Texte de la page
صــلاتــهم صحيحة ولــكن غــير جـائزة

Puis, un jour, un homme élégant descendit du train venant d’Alger. Il demanda à rencontrer des personnes de la ville opposées à l’administration. On lui présenta des notabilités.

Quand il leur dit qui il était, ils l’accompagnèrent chez Si Meknous. L’homme était l’Emir Khaled (1875 – 1936) à qui furent recommandés les Sigois qui allaient cotiser assidûment à la cause du petit-fils de l’Émir et notamment à son journal nationaliste « El Ikdam » que l’ex – élève du Lycée Louis le Grand et brillant Saint Cyrien, édita de 1919 à 1923.

Consigne 1
Reprenez tel quel, dans le passage sur l'Émir Khaled, tout ce qui va de « Puis, un jour, un » jusqu'à « 1919 à 1923. ».
Le texte et la liste n'ont aucun lien entre eux.

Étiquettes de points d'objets

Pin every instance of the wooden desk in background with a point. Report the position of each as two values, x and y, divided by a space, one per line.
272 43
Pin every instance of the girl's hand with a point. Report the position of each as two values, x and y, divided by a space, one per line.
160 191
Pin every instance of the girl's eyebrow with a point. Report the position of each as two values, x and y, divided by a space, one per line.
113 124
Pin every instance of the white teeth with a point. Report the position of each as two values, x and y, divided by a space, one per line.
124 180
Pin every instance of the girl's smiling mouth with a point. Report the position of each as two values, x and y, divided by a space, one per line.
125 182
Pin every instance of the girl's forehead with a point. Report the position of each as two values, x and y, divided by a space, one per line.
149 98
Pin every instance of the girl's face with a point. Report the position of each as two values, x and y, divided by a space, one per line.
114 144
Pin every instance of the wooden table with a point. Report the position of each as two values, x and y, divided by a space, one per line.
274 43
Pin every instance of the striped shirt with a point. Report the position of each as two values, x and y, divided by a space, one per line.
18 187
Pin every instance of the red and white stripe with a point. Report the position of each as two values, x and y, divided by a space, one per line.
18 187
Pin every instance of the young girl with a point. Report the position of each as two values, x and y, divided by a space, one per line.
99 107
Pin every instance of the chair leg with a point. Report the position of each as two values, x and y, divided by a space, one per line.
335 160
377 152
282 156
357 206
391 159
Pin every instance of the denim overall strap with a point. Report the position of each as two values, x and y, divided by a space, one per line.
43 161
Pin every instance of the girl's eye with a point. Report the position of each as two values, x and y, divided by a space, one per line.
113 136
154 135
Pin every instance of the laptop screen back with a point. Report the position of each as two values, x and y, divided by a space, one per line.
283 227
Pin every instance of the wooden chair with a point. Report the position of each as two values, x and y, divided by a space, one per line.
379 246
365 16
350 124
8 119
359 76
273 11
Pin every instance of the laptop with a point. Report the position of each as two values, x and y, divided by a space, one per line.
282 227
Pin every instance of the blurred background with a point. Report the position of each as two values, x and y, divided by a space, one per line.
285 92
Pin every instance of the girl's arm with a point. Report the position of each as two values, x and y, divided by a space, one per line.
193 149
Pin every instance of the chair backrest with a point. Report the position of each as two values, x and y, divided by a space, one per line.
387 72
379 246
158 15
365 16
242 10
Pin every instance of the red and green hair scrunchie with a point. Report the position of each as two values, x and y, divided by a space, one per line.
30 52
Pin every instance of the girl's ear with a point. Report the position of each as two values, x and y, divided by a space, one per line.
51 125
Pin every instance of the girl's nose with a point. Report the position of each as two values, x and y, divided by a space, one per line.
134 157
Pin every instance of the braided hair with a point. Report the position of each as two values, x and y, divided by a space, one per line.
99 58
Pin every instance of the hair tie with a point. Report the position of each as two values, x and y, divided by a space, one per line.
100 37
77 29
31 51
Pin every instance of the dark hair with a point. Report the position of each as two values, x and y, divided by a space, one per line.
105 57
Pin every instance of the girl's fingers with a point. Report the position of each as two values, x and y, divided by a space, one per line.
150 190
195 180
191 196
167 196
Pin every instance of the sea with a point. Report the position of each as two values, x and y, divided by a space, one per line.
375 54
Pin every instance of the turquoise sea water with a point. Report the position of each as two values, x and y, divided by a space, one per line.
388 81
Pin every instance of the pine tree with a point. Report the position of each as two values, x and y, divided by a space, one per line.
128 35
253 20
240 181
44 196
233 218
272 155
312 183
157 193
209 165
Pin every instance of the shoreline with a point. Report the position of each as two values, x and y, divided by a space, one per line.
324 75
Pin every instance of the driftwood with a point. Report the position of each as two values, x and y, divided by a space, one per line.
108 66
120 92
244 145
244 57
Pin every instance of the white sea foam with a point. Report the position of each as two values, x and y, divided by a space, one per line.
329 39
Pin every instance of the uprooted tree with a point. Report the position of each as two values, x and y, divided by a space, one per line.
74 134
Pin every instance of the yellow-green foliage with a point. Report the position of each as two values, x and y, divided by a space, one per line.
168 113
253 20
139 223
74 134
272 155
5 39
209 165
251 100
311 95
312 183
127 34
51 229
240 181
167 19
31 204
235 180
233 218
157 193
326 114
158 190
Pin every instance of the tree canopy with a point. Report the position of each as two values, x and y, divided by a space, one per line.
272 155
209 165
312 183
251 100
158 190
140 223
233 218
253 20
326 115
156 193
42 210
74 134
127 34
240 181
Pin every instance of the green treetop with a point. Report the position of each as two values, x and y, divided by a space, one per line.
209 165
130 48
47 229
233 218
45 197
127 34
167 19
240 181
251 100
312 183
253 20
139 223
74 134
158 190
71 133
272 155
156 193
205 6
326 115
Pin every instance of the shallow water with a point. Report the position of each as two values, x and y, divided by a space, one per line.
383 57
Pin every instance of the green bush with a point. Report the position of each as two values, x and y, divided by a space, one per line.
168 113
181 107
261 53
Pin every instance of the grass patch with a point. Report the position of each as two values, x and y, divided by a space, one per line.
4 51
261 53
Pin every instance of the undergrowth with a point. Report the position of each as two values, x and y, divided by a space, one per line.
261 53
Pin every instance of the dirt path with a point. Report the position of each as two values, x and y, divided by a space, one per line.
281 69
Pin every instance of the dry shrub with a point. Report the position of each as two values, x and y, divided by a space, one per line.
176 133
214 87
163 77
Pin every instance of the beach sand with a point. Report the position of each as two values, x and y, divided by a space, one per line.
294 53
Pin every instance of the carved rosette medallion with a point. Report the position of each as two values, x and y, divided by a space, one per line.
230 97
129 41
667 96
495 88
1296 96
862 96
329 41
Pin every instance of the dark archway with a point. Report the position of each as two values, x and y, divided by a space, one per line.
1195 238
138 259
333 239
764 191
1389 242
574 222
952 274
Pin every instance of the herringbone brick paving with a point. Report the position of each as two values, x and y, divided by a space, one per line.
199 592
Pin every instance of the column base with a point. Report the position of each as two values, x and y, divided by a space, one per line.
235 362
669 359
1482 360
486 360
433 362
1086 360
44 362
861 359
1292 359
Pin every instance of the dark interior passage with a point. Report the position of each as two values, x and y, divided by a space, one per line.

Consigne 2
Repérez et recopiez chaque ligne de la liste qui contient la chaîne « wooden », en respectant la casse.

Réponse attendue 1
Puis, un jour, un homme élégant descendit du train venant d’Alger. Il demanda à rencontrer des personnes de la ville opposées à l’administration. On lui présenta des notabilités.

Quand il leur dit qui il était, ils l’accompagnèrent chez Si Meknous. L’homme était l’Emir Khaled (1875 – 1936) à qui furent recommandés les Sigois qui allaient cotiser assidûment à la cause du petit-fils de l’Émir et notamment à son journal nationaliste « El Ikdam » que l’ex – élève du Lycée Louis le Grand et brillant Saint Cyrien, édita de 1919 à 1923.

Réponse attendue 2
Pin every instance of the wooden desk in background with a point. Report the position of each as two values, x and y, divided by a space, one per line.
Pin every instance of the wooden table with a point. Report the position of each as two values, x and y, divided by a space, one per line.
Pin every instance of the wooden chair with a point. Report the position of each as two values, x and y, divided by a space, one per line.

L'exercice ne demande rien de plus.